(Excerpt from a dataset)
--------------------------------------------------

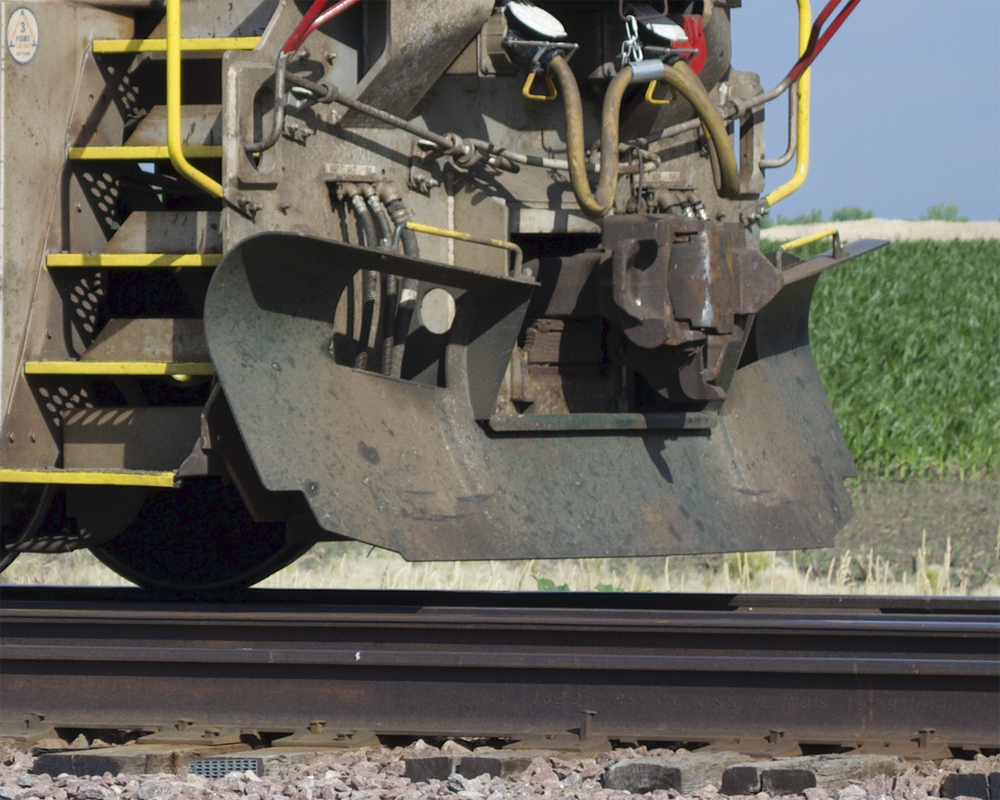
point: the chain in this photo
(631, 47)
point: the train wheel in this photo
(24, 507)
(198, 539)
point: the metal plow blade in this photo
(416, 468)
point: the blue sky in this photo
(905, 108)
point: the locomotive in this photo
(462, 279)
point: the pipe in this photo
(175, 148)
(370, 279)
(593, 204)
(802, 122)
(410, 287)
(793, 135)
(461, 236)
(680, 77)
(390, 285)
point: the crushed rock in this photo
(378, 773)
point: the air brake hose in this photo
(592, 204)
(369, 277)
(680, 77)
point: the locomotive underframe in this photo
(639, 385)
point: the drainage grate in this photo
(221, 767)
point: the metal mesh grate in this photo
(220, 767)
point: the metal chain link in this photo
(631, 47)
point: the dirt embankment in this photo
(894, 230)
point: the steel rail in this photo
(651, 667)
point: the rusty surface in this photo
(410, 467)
(652, 667)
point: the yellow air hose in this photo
(802, 123)
(593, 204)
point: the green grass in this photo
(907, 340)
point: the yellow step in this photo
(187, 45)
(140, 152)
(83, 477)
(133, 259)
(180, 370)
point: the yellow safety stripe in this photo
(84, 477)
(180, 369)
(152, 152)
(187, 45)
(132, 259)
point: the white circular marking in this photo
(536, 19)
(665, 29)
(22, 35)
(437, 311)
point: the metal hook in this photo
(631, 47)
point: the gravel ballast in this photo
(380, 773)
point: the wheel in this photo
(23, 506)
(198, 539)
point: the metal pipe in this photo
(793, 135)
(334, 95)
(370, 281)
(390, 283)
(410, 288)
(279, 109)
(461, 236)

--------------------------------------------------

#### Written exercise
Render every line of the records above as a numbered list, skipping any blank lines. Leave the pictures out of your answer.

#### Solution
1. point: the chain in this photo
2. (631, 47)
3. point: the train wheel in this photo
4. (24, 507)
5. (198, 539)
6. point: the metal plow blade in this photo
7. (416, 468)
8. point: the blue sky in this photo
9. (905, 108)
10. point: the locomotive in this photo
11. (462, 279)
12. point: the pipe in this photo
13. (175, 148)
14. (370, 279)
15. (593, 204)
16. (802, 122)
17. (410, 287)
18. (793, 135)
19. (461, 236)
20. (680, 77)
21. (390, 285)
22. point: the crushed rock in this photo
23. (378, 773)
24. point: the air brake hose in this photo
25. (592, 204)
26. (369, 277)
27. (680, 77)
28. point: the locomotive underframe in this photo
29. (639, 385)
30. point: the drainage grate in this photo
31. (221, 767)
32. point: the metal mesh grate in this photo
33. (220, 767)
34. point: the metal chain link in this photo
35. (631, 47)
36. point: the dirt embankment in this photo
37. (894, 230)
38. point: the steel rail in this photo
39. (651, 667)
40. point: the rusty surface in this photo
41. (410, 467)
42. (652, 667)
43. point: the yellow air hose in this photo
44. (802, 123)
45. (593, 204)
46. point: the green grass in this photo
47. (907, 340)
48. point: the yellow step in this photo
49. (187, 45)
50. (140, 152)
51. (83, 477)
52. (133, 259)
53. (180, 370)
54. point: the yellow safety stripe in this photo
55. (84, 477)
56. (180, 369)
57. (152, 152)
58. (187, 45)
59. (132, 259)
60. point: the white circular marking in this photo
61. (536, 19)
62. (665, 29)
63. (22, 35)
64. (437, 311)
65. point: the metal hook in this photo
66. (631, 47)
67. point: the gravel ballast in this photo
68. (380, 773)
69. point: the wheel in this photo
70. (23, 506)
71. (198, 539)
72. point: the metal pipe in this photo
73. (793, 135)
74. (334, 95)
75. (370, 281)
76. (390, 283)
77. (410, 288)
78. (279, 109)
79. (461, 236)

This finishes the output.